Directive:
How many lines in the rows below contain the string "clicks"? Case counts, so match upper and lower case exactly. Reply with the number only.

(Saved data entries)

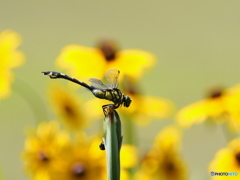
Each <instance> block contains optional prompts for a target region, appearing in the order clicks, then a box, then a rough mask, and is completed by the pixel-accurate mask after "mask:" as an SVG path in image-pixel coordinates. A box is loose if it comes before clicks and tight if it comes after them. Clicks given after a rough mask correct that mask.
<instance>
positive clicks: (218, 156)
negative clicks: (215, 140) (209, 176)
mask: <svg viewBox="0 0 240 180" xmlns="http://www.w3.org/2000/svg"><path fill="white" fill-rule="evenodd" d="M208 170H209V173H211V172H218V173H220V172H228V173H231V172H235V173H238V176H231V177H229V176H212V177H211V179H212V180H218V179H231V180H235V179H236V180H237V179H239V175H240V138H236V139H234V140H232V141H231V142H230V143H229V144H228V146H227V147H226V148H223V149H220V150H219V151H218V152H217V153H216V155H215V158H214V159H213V160H212V162H211V163H210V165H209V168H208Z"/></svg>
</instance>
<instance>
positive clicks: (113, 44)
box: [99, 41, 117, 61]
mask: <svg viewBox="0 0 240 180" xmlns="http://www.w3.org/2000/svg"><path fill="white" fill-rule="evenodd" d="M99 49H100V50H101V51H102V53H103V55H104V57H105V59H106V60H107V61H112V60H114V59H115V58H116V53H117V47H116V44H115V43H114V42H112V41H102V42H101V43H100V45H99Z"/></svg>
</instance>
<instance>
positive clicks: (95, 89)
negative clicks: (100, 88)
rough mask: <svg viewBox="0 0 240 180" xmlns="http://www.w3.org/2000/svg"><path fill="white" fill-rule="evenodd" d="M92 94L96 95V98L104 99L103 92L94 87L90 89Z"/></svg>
mask: <svg viewBox="0 0 240 180" xmlns="http://www.w3.org/2000/svg"><path fill="white" fill-rule="evenodd" d="M92 93H93V95H94V96H96V97H97V98H100V99H104V98H105V93H104V92H103V91H102V90H100V89H94V90H93V91H92Z"/></svg>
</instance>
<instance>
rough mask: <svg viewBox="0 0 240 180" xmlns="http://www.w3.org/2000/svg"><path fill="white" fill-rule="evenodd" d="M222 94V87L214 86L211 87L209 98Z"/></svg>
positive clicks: (219, 96)
mask: <svg viewBox="0 0 240 180" xmlns="http://www.w3.org/2000/svg"><path fill="white" fill-rule="evenodd" d="M222 95H223V89H222V88H215V89H212V90H211V91H210V93H209V97H210V98H213V99H215V98H219V97H221V96H222Z"/></svg>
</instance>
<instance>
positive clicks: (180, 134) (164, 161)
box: [135, 126, 187, 180]
mask: <svg viewBox="0 0 240 180" xmlns="http://www.w3.org/2000/svg"><path fill="white" fill-rule="evenodd" d="M180 140H181V132H180V131H179V130H178V129H177V128H176V127H174V126H170V127H167V128H165V129H164V130H163V131H161V132H160V133H159V134H158V135H157V137H156V139H155V142H154V145H153V148H152V149H151V150H150V151H149V153H148V154H147V155H146V157H145V158H144V160H143V162H142V164H141V168H140V170H139V171H138V172H137V173H136V175H135V179H136V180H158V179H161V180H173V179H174V180H185V179H187V169H186V165H185V163H184V161H183V159H182V158H181V157H180V156H179V151H180Z"/></svg>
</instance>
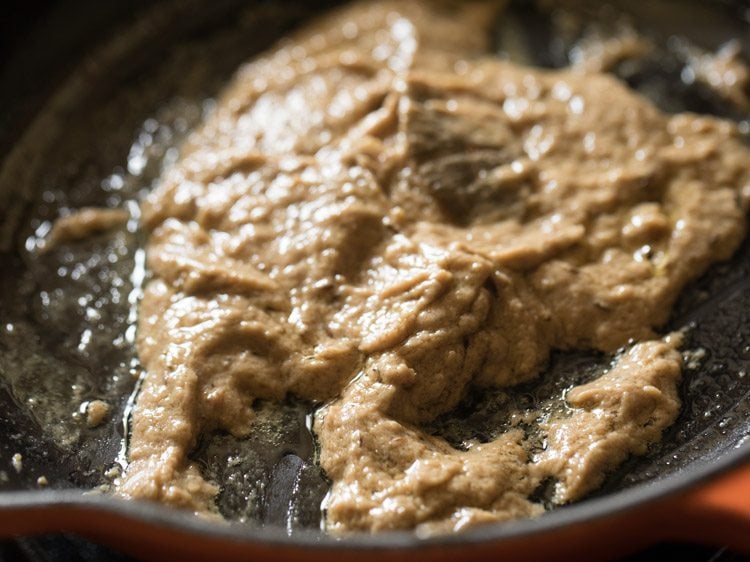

Response for this exercise:
8